(REQUIRED TASKS)
A: In the passage on Nvidia and Apple, by roughly how much does Apple's value trail Nvidia's?
B: Repeat, word for word, the portion of the Nvidia and Apple passage that opens with the words containing "Apple is worth" and closes with "component cost pressures.".

(DOCUMENT SEGMENT)
>>>

After reigning as the largest U.S. company by market cap for over a year, Nvidia now risks losing that title to Apple.
Apple is worth about $200 billion less than Nvidia, according to Dow Jones Market Data. The narrowing of the market-capitalization gap between those two companies reflects how Nvidia has lost some luster on Wall Street, all while Apple has proved relatively resilient despite concerns about its artificial-intelligence strategy and component cost pressures.
Much of 2026 has been defined by “investors looking for AI plays beyond Nvidia,” Mike Reynolds, vice president of investment strategy at Glenmede, told MarketWatch. “When you become the biggest stock in the world, there’s a target on your back from people trying to chip away at your moat, and I think that’s part of what we’re seeing.”

<<<

(DATA FOR REVIEW)
>>>

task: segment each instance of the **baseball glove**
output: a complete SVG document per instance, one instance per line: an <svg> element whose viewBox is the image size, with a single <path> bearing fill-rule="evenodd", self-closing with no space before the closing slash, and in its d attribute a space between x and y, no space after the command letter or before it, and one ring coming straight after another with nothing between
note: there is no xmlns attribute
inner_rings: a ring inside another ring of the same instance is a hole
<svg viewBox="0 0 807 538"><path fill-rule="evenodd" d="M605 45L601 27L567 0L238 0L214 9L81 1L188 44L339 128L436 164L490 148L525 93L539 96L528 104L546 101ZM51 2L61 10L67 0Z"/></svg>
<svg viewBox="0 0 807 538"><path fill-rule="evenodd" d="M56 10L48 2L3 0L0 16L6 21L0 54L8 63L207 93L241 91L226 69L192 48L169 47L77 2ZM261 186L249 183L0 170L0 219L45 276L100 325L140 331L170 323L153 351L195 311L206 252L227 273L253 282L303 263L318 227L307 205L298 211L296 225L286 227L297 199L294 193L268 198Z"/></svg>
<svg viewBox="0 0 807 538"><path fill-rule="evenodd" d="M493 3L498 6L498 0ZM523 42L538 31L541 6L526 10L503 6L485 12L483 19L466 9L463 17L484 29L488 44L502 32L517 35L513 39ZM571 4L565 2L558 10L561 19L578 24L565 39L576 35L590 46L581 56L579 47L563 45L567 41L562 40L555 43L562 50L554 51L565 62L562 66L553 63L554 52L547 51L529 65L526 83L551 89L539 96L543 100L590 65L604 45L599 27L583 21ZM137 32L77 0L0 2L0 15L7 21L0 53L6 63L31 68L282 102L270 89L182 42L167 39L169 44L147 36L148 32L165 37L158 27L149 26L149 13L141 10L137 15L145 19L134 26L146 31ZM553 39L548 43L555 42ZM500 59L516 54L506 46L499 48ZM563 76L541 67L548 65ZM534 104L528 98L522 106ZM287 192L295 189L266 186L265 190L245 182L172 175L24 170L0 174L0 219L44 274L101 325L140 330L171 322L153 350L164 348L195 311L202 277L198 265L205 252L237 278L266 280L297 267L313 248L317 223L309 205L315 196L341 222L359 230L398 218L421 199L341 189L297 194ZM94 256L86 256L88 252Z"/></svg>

<<<

(TASK RESPONSES)
A: About $200 billion

B:
Apple is worth about $200 billion less than Nvidia, according to Dow Jones Market Data. The narrowing of the market-capitalization gap between those two companies reflects how Nvidia has lost some luster on Wall Street, all while Apple has proved relatively resilient despite concerns about its artificial-intelligence strategy and component cost pressures.